▸ **What the task requires**
Convert every line of the items below into a JSON list of strings, one string per line, leaving out blank lines and the pictures.

▸ **Listed entries**
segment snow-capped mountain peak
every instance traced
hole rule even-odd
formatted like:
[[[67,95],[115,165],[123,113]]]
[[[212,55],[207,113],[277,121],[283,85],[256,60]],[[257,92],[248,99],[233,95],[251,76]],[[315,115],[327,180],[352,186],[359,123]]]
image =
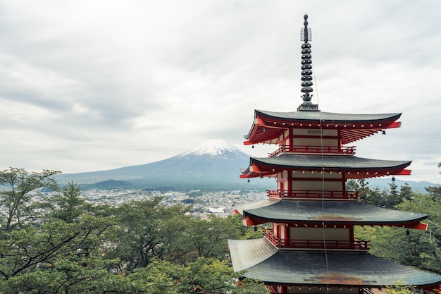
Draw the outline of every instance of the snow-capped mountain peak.
[[[182,154],[182,156],[201,156],[209,155],[210,157],[246,158],[247,156],[222,139],[212,139],[205,141],[204,143]]]

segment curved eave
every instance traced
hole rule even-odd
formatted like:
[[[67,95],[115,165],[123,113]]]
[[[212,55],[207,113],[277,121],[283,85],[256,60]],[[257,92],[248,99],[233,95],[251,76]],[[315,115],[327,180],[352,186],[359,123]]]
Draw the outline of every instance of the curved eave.
[[[377,288],[397,281],[437,288],[441,276],[397,264],[368,253],[277,251],[266,239],[229,240],[235,271],[266,284]],[[305,267],[308,264],[308,267]]]
[[[345,178],[367,178],[389,175],[410,175],[411,161],[379,160],[356,157],[280,155],[250,158],[241,178],[271,176],[283,170],[344,173]]]
[[[254,121],[244,136],[245,145],[278,144],[290,128],[341,130],[341,143],[349,144],[383,130],[399,128],[402,114],[347,114],[322,111],[272,112],[255,110]]]
[[[239,205],[236,209],[244,219],[256,223],[286,222],[321,225],[391,226],[425,229],[420,221],[428,214],[377,207],[358,202],[266,200]]]

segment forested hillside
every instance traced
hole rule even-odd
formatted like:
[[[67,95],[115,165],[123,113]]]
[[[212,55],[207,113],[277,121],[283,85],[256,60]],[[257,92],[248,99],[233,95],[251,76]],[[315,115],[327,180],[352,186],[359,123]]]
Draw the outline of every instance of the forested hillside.
[[[57,172],[0,172],[0,293],[266,293],[237,282],[227,238],[259,233],[231,216],[185,215],[153,197],[118,207],[91,204]],[[37,200],[39,201],[35,201]]]
[[[119,207],[92,204],[70,183],[58,190],[54,171],[0,171],[0,293],[266,293],[239,281],[227,239],[261,236],[236,216],[192,217],[190,206],[161,206],[160,197]],[[427,213],[428,231],[359,227],[373,255],[441,274],[441,188],[418,193],[394,182],[370,189],[348,181],[361,200]],[[44,188],[58,192],[46,195]]]

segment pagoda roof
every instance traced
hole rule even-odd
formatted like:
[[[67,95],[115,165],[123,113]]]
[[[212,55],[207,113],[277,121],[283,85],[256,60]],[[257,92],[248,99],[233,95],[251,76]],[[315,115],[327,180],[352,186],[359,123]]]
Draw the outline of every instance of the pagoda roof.
[[[241,178],[271,176],[282,169],[343,172],[346,178],[366,178],[387,175],[409,175],[411,161],[369,159],[356,157],[282,154],[273,157],[251,157]]]
[[[243,217],[261,223],[280,221],[321,225],[394,226],[419,228],[428,214],[400,212],[355,201],[265,200],[237,205]]]
[[[228,245],[235,271],[268,284],[373,288],[399,281],[428,288],[441,283],[441,275],[367,252],[278,251],[266,238],[229,240]]]
[[[340,130],[341,142],[348,144],[386,128],[399,128],[400,113],[349,114],[323,111],[275,112],[254,110],[254,122],[244,136],[245,145],[278,144],[289,128]]]

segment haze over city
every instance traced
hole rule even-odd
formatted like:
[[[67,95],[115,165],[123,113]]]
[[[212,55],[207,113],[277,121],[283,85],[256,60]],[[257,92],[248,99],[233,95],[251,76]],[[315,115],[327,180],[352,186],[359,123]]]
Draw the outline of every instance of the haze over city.
[[[243,135],[254,109],[302,103],[305,13],[313,102],[402,112],[356,156],[413,160],[400,178],[440,182],[435,0],[0,1],[0,169],[106,170],[217,138],[266,156]]]

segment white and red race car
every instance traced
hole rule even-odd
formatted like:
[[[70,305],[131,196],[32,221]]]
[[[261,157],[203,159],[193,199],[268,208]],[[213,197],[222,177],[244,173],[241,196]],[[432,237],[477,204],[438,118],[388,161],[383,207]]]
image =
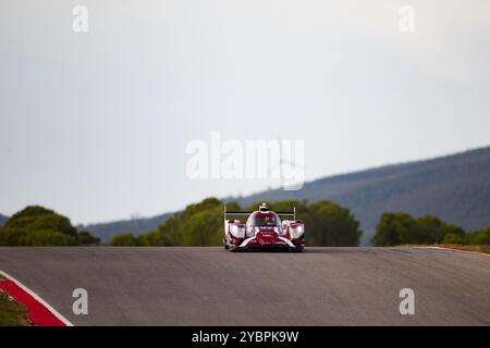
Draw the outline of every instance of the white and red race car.
[[[247,222],[228,216],[248,215]],[[293,216],[281,222],[279,216]],[[226,211],[224,206],[223,245],[230,251],[246,249],[285,249],[303,251],[305,226],[292,212],[273,212],[262,203],[257,211]]]

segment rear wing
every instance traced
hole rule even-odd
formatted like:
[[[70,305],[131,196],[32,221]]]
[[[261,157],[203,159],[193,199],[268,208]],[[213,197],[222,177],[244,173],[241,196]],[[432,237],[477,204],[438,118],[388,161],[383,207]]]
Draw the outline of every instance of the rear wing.
[[[223,217],[226,220],[228,215],[235,216],[248,216],[253,211],[226,211],[226,206],[223,209]],[[275,214],[281,216],[293,216],[293,220],[296,220],[296,207],[293,207],[293,211],[274,211]]]

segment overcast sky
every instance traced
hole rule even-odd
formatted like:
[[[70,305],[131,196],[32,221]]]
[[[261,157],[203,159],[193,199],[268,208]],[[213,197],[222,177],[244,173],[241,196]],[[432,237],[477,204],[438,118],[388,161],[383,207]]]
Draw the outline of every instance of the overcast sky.
[[[0,213],[88,223],[278,186],[191,179],[186,146],[213,130],[305,140],[308,181],[490,145],[489,14],[488,0],[2,0]]]

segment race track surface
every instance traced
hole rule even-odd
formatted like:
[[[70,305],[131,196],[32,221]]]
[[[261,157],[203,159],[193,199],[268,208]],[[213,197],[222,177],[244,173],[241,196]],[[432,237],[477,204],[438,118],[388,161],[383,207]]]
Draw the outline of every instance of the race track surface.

▸ **Full response**
[
  "segment snow-capped mountain peak",
  "every instance traced",
  "hole rule even-odd",
  "formatted like:",
  "[[[67,95],[115,165],[123,113]]]",
  "[[[212,55],[207,113],[277,121],[283,85],[256,60]],[[257,92],[248,99],[233,95],[251,76]],[[315,115],[327,180],[352,186],[359,123]]]",
  "image =",
  "Draw the outline of every instance of the snow-capped mountain peak.",
  "[[[182,154],[182,156],[201,156],[209,155],[210,157],[246,158],[247,156],[222,139],[212,139],[205,141],[204,143]]]",
  "segment curved eave",
  "every instance traced",
  "hole rule even-odd",
  "formatted like:",
  "[[[67,95],[115,165],[123,113]]]",
  "[[[212,55],[207,113],[277,121],[283,85],[256,60]],[[257,92],[248,99],[233,95],[251,76]],[[315,115],[327,180],[352,186],[359,123]]]",
  "Draw the outline of every instance of the curved eave.",
  "[[[377,288],[397,281],[437,288],[441,276],[397,264],[368,253],[277,251],[266,239],[229,240],[235,271],[266,284]],[[305,267],[308,264],[308,267]]]",
  "[[[345,178],[367,178],[389,175],[410,175],[411,161],[379,160],[356,157],[280,155],[250,158],[241,178],[271,176],[283,170],[344,173]]]",
  "[[[254,121],[244,136],[245,145],[278,144],[290,128],[341,130],[341,143],[349,144],[383,130],[399,128],[402,114],[347,114],[322,111],[272,112],[255,110]]]",
  "[[[239,205],[236,209],[244,219],[256,223],[286,222],[321,225],[391,226],[425,229],[420,221],[428,214],[377,207],[358,202],[266,200]]]",
  "segment forested hillside",
  "every instance traced",
  "hole rule even-odd",
  "formatted like:",
  "[[[67,95],[115,165],[123,113]]]",
  "[[[212,55],[207,113],[277,121],[283,85],[256,60]],[[257,92],[248,99],[233,95],[251,76]],[[315,115],[327,180],[352,186],[359,123]]]",
  "Draw the outline of every instance of the forested hillside.",
  "[[[57,172],[0,172],[0,293],[266,293],[237,282],[227,238],[259,233],[231,216],[185,215],[153,197],[118,207],[91,204]],[[37,200],[39,201],[35,201]]]",
  "[[[119,207],[92,204],[70,183],[58,190],[54,171],[0,171],[0,293],[266,293],[239,281],[227,239],[261,236],[236,216],[192,217],[190,206],[161,206],[160,197]],[[427,213],[428,231],[359,227],[373,255],[441,274],[441,188],[418,193],[394,182],[370,189],[348,181],[361,200]],[[44,188],[58,192],[46,195]]]",
  "segment pagoda roof",
  "every instance traced",
  "hole rule even-odd",
  "formatted like:",
  "[[[67,95],[115,165],[123,113]]]",
  "[[[212,55],[207,113],[277,121],[283,85],[256,60]],[[257,92],[248,99],[233,95],[251,76]],[[315,115],[327,180],[352,186],[359,123]]]",
  "Draw the outline of every instance of the pagoda roof.",
  "[[[241,178],[271,176],[282,169],[343,172],[346,178],[366,178],[387,175],[409,175],[411,161],[369,159],[356,157],[282,154],[273,157],[251,157]]]",
  "[[[243,217],[261,223],[280,221],[321,225],[394,226],[419,228],[428,214],[400,212],[355,201],[265,200],[237,205]]]",
  "[[[228,245],[235,271],[268,284],[373,288],[399,281],[428,288],[441,283],[441,275],[367,252],[278,251],[266,238],[229,240]]]",
  "[[[340,130],[341,142],[348,144],[386,128],[399,128],[400,113],[349,114],[323,111],[275,112],[254,110],[254,122],[244,136],[245,145],[278,144],[289,128]]]",
  "segment haze over city",
  "every instance traced",
  "hole rule even-odd",
  "formatted like:",
  "[[[67,95],[115,165],[123,113]]]",
  "[[[212,55],[207,113],[277,121],[283,85],[256,60]],[[257,92],[248,99],[233,95],[251,76]],[[315,115],[327,180],[352,186],[359,123]]]",
  "Draw the outline of every instance of the haze over city.",
  "[[[243,135],[254,109],[302,103],[305,13],[313,102],[402,112],[356,156],[413,160],[400,178],[440,182],[435,0],[0,1],[0,169],[106,170],[217,138],[266,156]]]",
  "segment white and red race car",
  "every instance traced",
  "hole rule even-odd",
  "formatted like:",
  "[[[70,305],[131,196],[32,221]]]",
  "[[[261,157],[203,159],[193,199],[268,208]],[[213,197],[222,177],[244,173],[241,196]],[[432,237],[477,204],[438,118],[388,161],[383,207]]]",
  "image =",
  "Draw the outline of every instance of the white and red race car.",
  "[[[247,222],[228,216],[248,215]],[[293,216],[281,222],[279,216]],[[226,211],[224,206],[223,245],[230,251],[246,249],[285,249],[303,251],[305,226],[292,212],[273,212],[262,203],[257,211]]]",
  "segment rear wing",
  "every instance traced",
  "hole rule even-odd",
  "formatted like:",
  "[[[70,305],[131,196],[32,221]]]",
  "[[[261,157],[203,159],[193,199],[268,208]],[[213,197],[222,177],[244,173],[241,196]],[[432,237],[477,204],[438,118],[388,161],[383,207]]]",
  "Draw the outline of every instance of the rear wing.",
  "[[[223,217],[226,220],[228,215],[235,216],[248,216],[253,211],[226,211],[226,206],[223,209]],[[275,214],[281,216],[293,216],[293,220],[296,220],[296,207],[293,207],[293,211],[274,211]]]",
  "segment overcast sky",
  "every instance traced",
  "hole rule even-odd",
  "formatted like:",
  "[[[70,305],[131,196],[32,221]]]",
  "[[[261,157],[203,159],[193,199],[268,208]],[[213,197],[222,177],[244,173],[241,196]],[[432,237],[477,204],[438,118],[388,161],[383,207]]]",
  "Draw the outline of every instance of the overcast sky.",
  "[[[0,213],[88,223],[278,186],[191,179],[186,146],[213,130],[305,140],[308,181],[490,145],[489,14],[488,0],[2,0]]]",
  "segment race track surface",
  "every instance traced",
  "hole rule even-odd",
  "formatted like:",
  "[[[70,305],[131,196],[32,221]]]",
  "[[[261,157],[203,159],[193,199],[268,208]],[[213,197],[222,177],[244,173],[241,196]],[[432,237],[477,204],[438,118],[388,161],[383,207]]]",
  "Draw the outline of every instance of the race track surface."
]